=== What you will do ===
Reproduce word for word the stretch of the Golden Gate Village article from "The History" through "work in the shipyards.".

=== Given text ===
----

Golden Gate Village is the largest housing complex in Marin County and predominantly houses Black and low-income residents.
Golden Gate Village is the largest housing complex in Marin County and predominantly houses Black and low-income residents.
Haley Lefferts

Overview

Adjacent to the Marin Headlands, five minutes out from the Golden Gate Bridge, and right off Highway 101 sits the oldest and largest public housing complex in Marin County, Golden Gate Village (GGV). Recognizable by its sprawling red-roofed buildings, the Golden Gate Village makes up a large part of Marin City. According to the Pacific Sun, a Marin County newspaper, it sits on a 32-acre plot of land and has 294 live-in apartments that house over 700 low-income, predominately Black residents, some of them having resided there for multiple generations. 

As of March 2023, the building and its residents are facing a battle against the Marin Housing Authority (MHA). The MHA aim to enact a housing plan that eradicates its affordability, rids it of many historical aspects, and displaces countless of its residents.

The History 

It’s impossible to discuss the GGV without talking about its complicated connection to long-standing racism and discrimination in Marin. 

The structure was completed in 1960 after seven years of discussion among County workers. Its purpose was to house displaced Black workers who had come to Sausalito during World War II to work in the shipyards. 

During World War II, the wartime industry in California boomed, and the San Francisco Bay Area became one of the biggest ship manufacturers in America. From 1940 to 1945, more than 40,000 Black Americans migrated to California, with 70 percent of them taking jobs in the shipyards. All shipyard workers lived in temporary barracks around the port. However, after the war when white workers went to buy houses throughout Marin and the Bay Area, Black workers were banned from buying houses nearly everywhere through redlining and clauses written into housing deeds called “restrictive covenants.” 

“Essentially, restrictive covenants were laws written into place that barred people of certain races from buying houses in certain areas,” Tula Peltz, Tam junior and Marin Restrictive Covenant Project intern, said.

These covenants made it so Black ship workers were forced to stay in the wartime barracks, which over time became dilapidated and broken down, Peltz explained. Many stayed here for over a decade.

----

[Stored records]

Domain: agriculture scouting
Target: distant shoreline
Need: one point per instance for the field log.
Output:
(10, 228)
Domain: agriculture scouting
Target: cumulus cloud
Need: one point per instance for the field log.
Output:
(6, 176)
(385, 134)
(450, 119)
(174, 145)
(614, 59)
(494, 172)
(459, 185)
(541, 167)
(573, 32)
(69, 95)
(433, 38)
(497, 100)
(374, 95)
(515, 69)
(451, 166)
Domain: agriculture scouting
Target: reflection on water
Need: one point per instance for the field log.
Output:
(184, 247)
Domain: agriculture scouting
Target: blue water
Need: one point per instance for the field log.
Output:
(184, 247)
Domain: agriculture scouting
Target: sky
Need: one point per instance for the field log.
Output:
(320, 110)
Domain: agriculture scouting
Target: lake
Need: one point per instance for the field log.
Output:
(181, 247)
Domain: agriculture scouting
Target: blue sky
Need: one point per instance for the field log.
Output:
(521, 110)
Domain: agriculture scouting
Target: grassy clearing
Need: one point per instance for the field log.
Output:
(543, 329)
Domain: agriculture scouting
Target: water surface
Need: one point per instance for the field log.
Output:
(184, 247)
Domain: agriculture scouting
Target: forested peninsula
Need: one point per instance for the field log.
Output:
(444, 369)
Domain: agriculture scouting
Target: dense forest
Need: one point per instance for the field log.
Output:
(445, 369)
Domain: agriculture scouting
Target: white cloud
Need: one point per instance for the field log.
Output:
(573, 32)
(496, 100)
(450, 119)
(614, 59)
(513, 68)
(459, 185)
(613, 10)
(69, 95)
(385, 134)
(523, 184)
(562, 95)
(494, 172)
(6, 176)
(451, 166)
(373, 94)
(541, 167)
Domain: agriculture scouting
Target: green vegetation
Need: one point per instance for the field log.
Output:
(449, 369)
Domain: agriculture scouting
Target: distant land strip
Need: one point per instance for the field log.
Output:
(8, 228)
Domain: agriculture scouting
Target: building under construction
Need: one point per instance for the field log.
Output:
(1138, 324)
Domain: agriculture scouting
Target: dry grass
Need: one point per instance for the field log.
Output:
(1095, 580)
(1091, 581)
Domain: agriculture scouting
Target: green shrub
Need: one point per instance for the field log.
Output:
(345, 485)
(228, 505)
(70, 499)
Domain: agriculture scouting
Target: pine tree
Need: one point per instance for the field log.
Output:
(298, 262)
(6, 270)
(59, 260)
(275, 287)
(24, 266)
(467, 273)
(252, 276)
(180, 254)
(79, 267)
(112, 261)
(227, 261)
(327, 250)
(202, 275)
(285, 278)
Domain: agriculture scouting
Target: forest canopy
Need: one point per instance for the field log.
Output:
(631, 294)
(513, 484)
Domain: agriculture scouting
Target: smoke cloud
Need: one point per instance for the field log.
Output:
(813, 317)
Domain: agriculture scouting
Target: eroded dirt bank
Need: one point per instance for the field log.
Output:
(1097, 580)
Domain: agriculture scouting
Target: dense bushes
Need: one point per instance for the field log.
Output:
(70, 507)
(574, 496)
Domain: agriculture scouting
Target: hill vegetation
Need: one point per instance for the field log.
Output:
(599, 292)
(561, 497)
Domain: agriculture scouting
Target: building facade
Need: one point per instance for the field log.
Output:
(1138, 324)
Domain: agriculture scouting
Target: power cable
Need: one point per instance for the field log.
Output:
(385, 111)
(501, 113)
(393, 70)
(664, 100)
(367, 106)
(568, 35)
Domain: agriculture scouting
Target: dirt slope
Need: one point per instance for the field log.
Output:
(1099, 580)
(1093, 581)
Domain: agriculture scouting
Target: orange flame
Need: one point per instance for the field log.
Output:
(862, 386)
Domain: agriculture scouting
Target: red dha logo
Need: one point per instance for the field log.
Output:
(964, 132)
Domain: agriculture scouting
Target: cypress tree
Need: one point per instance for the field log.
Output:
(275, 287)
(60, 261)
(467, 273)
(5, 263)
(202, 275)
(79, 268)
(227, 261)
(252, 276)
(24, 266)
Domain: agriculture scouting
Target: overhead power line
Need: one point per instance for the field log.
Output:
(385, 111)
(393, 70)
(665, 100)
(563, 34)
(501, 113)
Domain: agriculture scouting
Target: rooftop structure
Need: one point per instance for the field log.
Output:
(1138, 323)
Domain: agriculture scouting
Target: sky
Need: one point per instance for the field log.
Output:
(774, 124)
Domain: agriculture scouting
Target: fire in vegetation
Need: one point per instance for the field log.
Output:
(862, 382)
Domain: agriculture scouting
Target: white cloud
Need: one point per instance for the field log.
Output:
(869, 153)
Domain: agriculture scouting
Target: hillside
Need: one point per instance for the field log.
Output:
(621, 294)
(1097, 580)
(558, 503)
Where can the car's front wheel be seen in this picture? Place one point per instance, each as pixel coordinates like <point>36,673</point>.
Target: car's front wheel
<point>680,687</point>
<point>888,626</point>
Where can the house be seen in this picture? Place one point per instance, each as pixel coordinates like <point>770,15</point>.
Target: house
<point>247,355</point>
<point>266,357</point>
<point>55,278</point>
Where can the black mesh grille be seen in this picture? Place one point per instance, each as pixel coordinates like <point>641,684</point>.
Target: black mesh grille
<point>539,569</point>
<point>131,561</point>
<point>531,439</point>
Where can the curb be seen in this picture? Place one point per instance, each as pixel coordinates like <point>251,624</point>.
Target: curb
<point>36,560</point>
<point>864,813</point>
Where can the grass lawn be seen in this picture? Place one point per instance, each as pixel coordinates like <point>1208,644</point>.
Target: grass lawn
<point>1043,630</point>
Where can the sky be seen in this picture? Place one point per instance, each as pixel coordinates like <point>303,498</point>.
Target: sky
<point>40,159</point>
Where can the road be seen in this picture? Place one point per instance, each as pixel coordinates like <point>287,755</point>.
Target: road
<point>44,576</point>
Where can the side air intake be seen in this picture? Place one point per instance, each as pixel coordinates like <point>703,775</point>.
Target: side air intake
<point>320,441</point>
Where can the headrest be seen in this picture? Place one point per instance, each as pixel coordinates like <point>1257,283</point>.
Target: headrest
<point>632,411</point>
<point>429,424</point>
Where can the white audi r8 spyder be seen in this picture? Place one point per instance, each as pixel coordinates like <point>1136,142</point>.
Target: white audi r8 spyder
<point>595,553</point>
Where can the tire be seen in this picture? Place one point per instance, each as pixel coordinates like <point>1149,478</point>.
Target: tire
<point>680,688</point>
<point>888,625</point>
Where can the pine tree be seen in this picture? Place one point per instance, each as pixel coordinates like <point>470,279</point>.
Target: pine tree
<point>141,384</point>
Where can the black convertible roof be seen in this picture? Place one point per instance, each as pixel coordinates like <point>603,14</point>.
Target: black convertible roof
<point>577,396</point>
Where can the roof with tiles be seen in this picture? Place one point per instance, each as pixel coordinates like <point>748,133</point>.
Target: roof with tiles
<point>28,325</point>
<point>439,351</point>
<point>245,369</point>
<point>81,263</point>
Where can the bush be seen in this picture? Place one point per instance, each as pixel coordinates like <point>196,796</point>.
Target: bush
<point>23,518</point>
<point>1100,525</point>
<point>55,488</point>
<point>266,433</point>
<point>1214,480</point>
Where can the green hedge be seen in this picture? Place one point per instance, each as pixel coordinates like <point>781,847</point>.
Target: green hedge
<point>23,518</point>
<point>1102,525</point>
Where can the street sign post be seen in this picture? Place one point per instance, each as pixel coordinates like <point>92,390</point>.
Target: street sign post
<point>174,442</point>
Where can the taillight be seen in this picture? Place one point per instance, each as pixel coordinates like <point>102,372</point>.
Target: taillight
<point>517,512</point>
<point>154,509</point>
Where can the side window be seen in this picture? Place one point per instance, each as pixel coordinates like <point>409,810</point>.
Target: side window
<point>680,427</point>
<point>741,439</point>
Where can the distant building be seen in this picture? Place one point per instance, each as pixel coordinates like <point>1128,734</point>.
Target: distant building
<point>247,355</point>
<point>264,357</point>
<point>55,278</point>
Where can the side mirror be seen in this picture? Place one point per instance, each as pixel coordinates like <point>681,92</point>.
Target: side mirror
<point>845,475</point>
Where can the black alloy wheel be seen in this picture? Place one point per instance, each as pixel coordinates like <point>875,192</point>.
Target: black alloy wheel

----

=== Answer to this problem ===
The History 

It’s impossible to discuss the GGV without talking about its complicated connection to long-standing racism and discrimination in Marin. 

The structure was completed in 1960 after seven years of discussion among County workers. Its purpose was to house displaced Black workers who had come to Sausalito during World War II to work in the shipyards.